───── RECORD LIST

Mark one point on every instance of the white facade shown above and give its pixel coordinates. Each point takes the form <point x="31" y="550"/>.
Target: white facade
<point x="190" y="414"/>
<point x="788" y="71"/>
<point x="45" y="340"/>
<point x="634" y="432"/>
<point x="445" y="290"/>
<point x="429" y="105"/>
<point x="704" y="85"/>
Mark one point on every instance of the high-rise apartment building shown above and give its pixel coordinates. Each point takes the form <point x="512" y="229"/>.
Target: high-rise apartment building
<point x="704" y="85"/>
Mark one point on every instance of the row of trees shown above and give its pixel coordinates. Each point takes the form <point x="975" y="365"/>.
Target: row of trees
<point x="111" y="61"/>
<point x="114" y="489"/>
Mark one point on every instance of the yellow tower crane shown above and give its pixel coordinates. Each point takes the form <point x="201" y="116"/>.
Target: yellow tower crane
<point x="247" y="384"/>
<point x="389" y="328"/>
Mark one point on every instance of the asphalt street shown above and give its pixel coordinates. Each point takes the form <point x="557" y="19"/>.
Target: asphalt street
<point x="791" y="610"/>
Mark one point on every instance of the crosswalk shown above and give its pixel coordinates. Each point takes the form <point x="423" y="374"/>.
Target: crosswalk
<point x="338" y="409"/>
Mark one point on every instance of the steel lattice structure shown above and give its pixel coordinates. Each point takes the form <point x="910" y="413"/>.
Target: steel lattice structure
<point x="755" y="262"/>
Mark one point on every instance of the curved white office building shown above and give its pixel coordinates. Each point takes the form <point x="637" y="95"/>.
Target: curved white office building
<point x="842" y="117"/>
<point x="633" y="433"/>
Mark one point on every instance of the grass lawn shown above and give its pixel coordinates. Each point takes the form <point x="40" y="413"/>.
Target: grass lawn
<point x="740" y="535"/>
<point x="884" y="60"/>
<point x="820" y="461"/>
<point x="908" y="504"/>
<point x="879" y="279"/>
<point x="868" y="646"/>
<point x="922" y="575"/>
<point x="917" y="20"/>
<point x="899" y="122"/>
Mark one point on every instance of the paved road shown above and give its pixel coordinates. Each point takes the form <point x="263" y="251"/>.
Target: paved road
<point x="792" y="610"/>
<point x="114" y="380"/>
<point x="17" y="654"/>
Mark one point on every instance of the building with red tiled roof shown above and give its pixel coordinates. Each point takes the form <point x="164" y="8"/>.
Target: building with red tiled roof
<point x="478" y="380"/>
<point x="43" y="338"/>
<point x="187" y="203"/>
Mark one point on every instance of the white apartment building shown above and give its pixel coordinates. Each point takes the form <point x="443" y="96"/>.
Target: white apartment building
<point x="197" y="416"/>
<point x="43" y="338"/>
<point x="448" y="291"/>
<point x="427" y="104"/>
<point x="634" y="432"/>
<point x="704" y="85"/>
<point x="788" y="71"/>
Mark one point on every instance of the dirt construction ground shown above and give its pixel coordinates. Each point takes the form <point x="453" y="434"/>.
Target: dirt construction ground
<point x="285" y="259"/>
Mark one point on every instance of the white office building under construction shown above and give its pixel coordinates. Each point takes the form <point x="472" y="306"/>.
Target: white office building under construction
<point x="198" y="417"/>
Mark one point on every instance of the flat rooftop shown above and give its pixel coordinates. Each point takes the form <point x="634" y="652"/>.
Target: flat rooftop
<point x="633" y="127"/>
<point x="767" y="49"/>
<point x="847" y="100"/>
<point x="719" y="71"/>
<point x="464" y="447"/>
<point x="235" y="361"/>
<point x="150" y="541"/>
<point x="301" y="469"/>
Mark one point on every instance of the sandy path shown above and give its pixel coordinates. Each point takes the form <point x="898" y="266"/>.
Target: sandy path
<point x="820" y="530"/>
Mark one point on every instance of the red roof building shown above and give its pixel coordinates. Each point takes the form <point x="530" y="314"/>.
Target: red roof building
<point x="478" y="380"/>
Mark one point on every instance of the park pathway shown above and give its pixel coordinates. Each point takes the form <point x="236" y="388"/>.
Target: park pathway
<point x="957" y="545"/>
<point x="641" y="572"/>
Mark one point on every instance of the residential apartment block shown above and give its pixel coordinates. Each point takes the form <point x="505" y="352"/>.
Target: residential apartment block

──────────

- _GOAL OF THE EXERCISE_
Give back exactly the lines beginning at the one with "Mark one point on every instance of the white apartment" and ending at the final line of the material; both boundary lines belong in it.

- _THE RESPONSE_
Mark one point on every instance of the white apartment building shown above and give its pixel coordinates. Each point takes the form <point x="443" y="96"/>.
Target: white apartment building
<point x="197" y="416"/>
<point x="43" y="338"/>
<point x="448" y="291"/>
<point x="427" y="104"/>
<point x="634" y="432"/>
<point x="704" y="85"/>
<point x="788" y="71"/>
Mark one point on every instance of the dirt construction ground shown above and give its pixel coordinates. Each point takes the form <point x="453" y="434"/>.
Target: dirt construction ground
<point x="285" y="259"/>
Mark one point on every instance of the white office building under construction shown above and give its pixel coordinates. Each point takes the form <point x="472" y="306"/>.
Target: white office building under construction
<point x="198" y="417"/>
Mark one point on every instance of the flat rooftop shown above and give its pixel coordinates. Each point takes the form <point x="634" y="652"/>.
Target: flat rooftop
<point x="633" y="127"/>
<point x="767" y="49"/>
<point x="847" y="100"/>
<point x="719" y="71"/>
<point x="464" y="447"/>
<point x="235" y="361"/>
<point x="150" y="541"/>
<point x="301" y="469"/>
Mark one point on every instance of the sandy path shown above and give its pixel coordinates. Each point takes the form <point x="898" y="266"/>.
Target: sandy path
<point x="820" y="530"/>
Mark one point on every instance of the red roof building shown above and give its pixel coordinates. Each point takes the form <point x="530" y="314"/>.
Target: red roof building
<point x="478" y="380"/>
Mark one point on every instance of the park pathway shown above and give its pixel coordinates. Each point takes the form <point x="236" y="388"/>.
Target: park pathway
<point x="957" y="545"/>
<point x="641" y="572"/>
Mark one point on every instance of the residential apartment block shown above and give its pixel coordinates. Each point takes the form <point x="505" y="352"/>.
Target: residential apartment block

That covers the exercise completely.